_Directive_
Render the records below as a two-column CSV with the header row request,answer and one row per record, putting each record's text under request and its answer under answer. Enclose every field in double quotes and replace any line breaks inside a field with spaces.

_Raw records_
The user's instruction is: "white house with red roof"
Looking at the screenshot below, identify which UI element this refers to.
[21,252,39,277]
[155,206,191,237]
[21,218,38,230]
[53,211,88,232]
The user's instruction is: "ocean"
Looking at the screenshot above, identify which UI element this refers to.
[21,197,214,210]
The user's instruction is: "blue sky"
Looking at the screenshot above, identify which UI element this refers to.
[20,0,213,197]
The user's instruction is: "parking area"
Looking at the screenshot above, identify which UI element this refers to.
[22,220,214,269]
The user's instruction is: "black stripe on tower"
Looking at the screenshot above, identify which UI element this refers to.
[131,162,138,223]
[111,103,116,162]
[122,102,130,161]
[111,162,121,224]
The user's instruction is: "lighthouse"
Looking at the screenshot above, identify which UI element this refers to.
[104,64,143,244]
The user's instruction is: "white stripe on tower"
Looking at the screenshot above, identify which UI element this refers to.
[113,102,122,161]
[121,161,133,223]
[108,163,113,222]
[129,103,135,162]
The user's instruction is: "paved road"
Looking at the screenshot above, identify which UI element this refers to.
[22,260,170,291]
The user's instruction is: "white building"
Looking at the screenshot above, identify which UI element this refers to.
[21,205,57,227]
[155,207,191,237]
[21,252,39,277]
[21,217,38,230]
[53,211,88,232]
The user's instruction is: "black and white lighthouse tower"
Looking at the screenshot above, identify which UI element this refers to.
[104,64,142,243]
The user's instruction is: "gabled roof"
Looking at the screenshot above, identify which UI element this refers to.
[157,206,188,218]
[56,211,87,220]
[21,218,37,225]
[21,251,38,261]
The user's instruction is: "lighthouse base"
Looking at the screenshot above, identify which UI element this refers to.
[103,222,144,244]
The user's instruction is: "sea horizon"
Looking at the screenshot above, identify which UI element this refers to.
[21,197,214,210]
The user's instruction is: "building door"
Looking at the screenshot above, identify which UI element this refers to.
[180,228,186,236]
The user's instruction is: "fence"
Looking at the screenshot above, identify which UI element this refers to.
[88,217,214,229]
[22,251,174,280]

_Solution below_
request,answer
"The user's instruction is: ""white house with red roof"" Looking at the screenshot below, identify which UI element this refers to.","[21,252,39,277] [155,206,191,237] [21,218,38,230] [53,211,88,232]"
"The user's instruction is: ""ocean"" Looking at the screenshot above, identify which UI element this refers to.","[21,197,214,210]"
"The user's instruction is: ""blue sky"" Looking at the screenshot above, identify which UI element this refers to.","[20,0,213,197]"
"The user's instruction is: ""parking area"" Looking at the screenshot above, identify which UI element this refers to.","[22,220,214,269]"
"The user's instruction is: ""black stripe on tower"" Looking at the screenshot above, identify which UI element this refers to.","[131,162,138,223] [111,103,116,162] [122,102,130,161] [111,162,121,224]"
"The user's instruction is: ""lighthouse"" Looking at the screenshot above, identify which UI element this refers to.","[104,64,143,244]"
"The user's instruction is: ""white stripe on tower"" Looking at the screenshot above, identify which UI element this refers to.","[113,102,122,161] [121,161,133,223] [108,163,113,222] [129,103,135,162]"
"The user's instruction is: ""paved road"" Looking at the screenshot above, identify which UI element this refers to.","[22,260,170,291]"
"The user's instruction is: ""white building"" Looking at the screenshot above, identify which UI element this refers to.","[21,205,57,227] [155,207,191,237] [21,252,39,277] [21,217,38,230] [53,211,88,232]"
"The user's instruction is: ""black and white lighthouse tower"" Looking at the screenshot above, identify which UI element this refers to.","[104,64,142,243]"
"The user's instruction is: ""gabled roof"" Looking at the screenshot above, identify which UI element this refers to.","[157,206,188,218] [56,211,87,220] [21,218,37,225] [21,251,38,261]"
"The user's instruction is: ""lighthouse base"" Looking at the screenshot above, identify which UI element this refers to.","[103,222,144,244]"
"The user's instruction is: ""sea horizon"" Looking at the screenshot above, identify which UI element this refers to.","[21,197,214,210]"
"The user's instruction is: ""building door"" Looking at the screenshot above, identify which UI element this refers to.","[180,228,186,236]"
"The user's instruction is: ""fence"" Looking at the screenshot above, identify which UI element this refers to.","[88,217,214,229] [22,251,174,280]"